In [1]:
import numpy as np
import matplotlib.pyplot as plt
import matplotlib.animation as animation
%matplotlib notebook

# Line Search

In [None]:
# Example function and its gradient
def fun(x):
    return 0.01*x**2*np.cos(x)
def grad(x):
    return 0.02*x*np.cos(x) - 0.01*x**2*np.sin(x)

# phi and gradient of phi
def phi(x, p):
    def g(alpha):
        return fun(x + alpha*p)
    return g 
def phi_grad(x, p):
    def g(alpha):
        return -grad(x + alpha*p)**2
    return g

# sufficient decrease condition
def wolfe1(x, p, c1):
    g = phi(x, p)
    def h(alpha):
        return g(alpha) <= g(0) + c1*alpha*grad(x)*p
    return h 

# curvature condition
def wolfe2(x, p, c2):
    g = phi_grad(x, p)

:: DIRECTIONS ::
1. In two sentences, summarize the line search notebook above.
2. Extend the line search notebook code above, picking up after its last line.

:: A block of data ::
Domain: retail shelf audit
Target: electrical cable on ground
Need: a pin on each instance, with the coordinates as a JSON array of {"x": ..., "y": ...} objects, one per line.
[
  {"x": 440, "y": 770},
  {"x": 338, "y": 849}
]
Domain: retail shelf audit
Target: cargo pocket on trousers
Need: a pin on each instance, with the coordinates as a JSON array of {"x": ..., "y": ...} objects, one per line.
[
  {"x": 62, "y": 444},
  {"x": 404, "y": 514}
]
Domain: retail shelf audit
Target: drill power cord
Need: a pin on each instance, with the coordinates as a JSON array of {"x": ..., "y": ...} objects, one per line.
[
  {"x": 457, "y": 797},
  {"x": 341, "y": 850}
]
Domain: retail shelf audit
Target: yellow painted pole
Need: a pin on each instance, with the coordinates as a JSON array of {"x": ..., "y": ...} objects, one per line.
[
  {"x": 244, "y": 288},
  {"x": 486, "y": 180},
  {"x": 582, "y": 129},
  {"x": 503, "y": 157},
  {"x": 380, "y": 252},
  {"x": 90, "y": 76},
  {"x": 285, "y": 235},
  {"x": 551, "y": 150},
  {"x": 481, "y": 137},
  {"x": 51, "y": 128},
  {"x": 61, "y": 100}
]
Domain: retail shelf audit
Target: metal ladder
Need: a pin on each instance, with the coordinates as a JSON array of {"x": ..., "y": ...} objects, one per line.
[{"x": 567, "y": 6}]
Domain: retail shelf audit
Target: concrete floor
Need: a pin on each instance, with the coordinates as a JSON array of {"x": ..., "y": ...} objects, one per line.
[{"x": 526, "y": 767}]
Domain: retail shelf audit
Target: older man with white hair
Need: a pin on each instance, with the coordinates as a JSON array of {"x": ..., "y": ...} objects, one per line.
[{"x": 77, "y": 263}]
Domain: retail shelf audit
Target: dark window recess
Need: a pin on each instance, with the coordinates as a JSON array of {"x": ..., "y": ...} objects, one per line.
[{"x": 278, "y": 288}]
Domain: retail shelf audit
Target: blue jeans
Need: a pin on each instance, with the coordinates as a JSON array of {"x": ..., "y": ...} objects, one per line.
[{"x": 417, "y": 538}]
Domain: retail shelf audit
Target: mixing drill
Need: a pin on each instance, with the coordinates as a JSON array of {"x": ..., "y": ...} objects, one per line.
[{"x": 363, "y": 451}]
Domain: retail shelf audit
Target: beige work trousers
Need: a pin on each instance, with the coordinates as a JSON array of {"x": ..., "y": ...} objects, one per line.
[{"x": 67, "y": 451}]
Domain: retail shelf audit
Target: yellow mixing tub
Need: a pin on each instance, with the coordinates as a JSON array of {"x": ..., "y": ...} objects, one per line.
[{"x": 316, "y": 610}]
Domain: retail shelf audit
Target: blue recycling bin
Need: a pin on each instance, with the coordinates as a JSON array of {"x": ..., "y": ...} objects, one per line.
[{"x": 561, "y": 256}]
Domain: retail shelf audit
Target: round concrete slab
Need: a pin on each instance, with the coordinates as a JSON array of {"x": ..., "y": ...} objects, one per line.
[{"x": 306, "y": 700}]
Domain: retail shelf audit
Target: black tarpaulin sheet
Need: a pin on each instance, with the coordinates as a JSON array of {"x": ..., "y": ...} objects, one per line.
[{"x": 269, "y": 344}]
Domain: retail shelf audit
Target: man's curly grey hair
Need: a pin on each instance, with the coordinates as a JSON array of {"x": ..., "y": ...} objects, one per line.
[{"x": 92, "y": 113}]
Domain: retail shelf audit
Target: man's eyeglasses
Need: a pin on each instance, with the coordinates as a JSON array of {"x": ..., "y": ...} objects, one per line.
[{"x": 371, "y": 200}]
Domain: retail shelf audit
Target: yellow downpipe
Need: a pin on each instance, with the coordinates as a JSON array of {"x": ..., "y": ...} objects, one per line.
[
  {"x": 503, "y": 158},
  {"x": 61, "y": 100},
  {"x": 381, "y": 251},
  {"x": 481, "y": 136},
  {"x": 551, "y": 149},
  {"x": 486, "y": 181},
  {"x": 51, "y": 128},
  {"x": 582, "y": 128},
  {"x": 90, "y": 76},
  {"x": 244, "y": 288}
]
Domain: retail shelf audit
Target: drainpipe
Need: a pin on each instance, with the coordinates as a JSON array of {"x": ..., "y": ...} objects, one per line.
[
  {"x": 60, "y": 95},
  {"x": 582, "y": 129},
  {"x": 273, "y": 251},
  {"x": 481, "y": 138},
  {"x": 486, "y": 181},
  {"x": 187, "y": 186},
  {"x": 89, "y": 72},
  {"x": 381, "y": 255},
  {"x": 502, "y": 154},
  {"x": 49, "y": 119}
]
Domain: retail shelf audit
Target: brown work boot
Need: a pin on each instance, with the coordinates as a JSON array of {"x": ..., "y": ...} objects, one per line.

:: ANSWERS TO EACH TASK ::
1. The notebook imports NumPy, Matplotlib and Matplotlib's animation module, then, under a "Line Search" heading, defines the example function 0.01*x**2*np.cos(x) and its gradient. It also defines phi and a function commented as the gradient of phi, both returning functions of a step length alpha, plus a sufficient decrease condition, wolfe1, and it begins a curvature condition, wolfe2.

2.
    def h(alpha):
        return g(alpha)*p >= c2*grad(x)*p
    return h

# backtracking algorithm
def backtracking(x, p, c1, c2, rho, alpha, alpha1):
    alphas = [alpha]
    while not wolfe1(x, p, c1)(alpha):
        alpha = rho*alpha
        alphas.append(alpha)
    return alpha, alphas

# two-way backtracking
def twoway_backtracking(x, p, c1, c2, rho, alpha, alpha1):
    alphas = [alpha]
    if wolfe1(x, p, c1)(alpha):
        while wolfe1(x, p, c1)(alpha) and alpha <= 1:
            alpha = alpha/rho
            alphas.append(alpha)
        return alpha, alphas
    return backtracking(x, p, c1, c2, rho, alpha, alpha1)

# quadratic and cubic interpolation
def interpolate(x, p, c1, c2, rho, alpha0, alpha1):
    alphas = [alpha0]
    alpha1 = None
    alpha2 = None
    while not wolfe1(x, p, c1)(alpha0):
        if alpha1 is None:
            alpha1 = -phi_grad(x, p)(0)*alpha0**2/2*(phi(x,p)(alpha0) - phi(x,p)(0) - phi_grad(x,p)(alpha0))
            alphas.append(alpha1)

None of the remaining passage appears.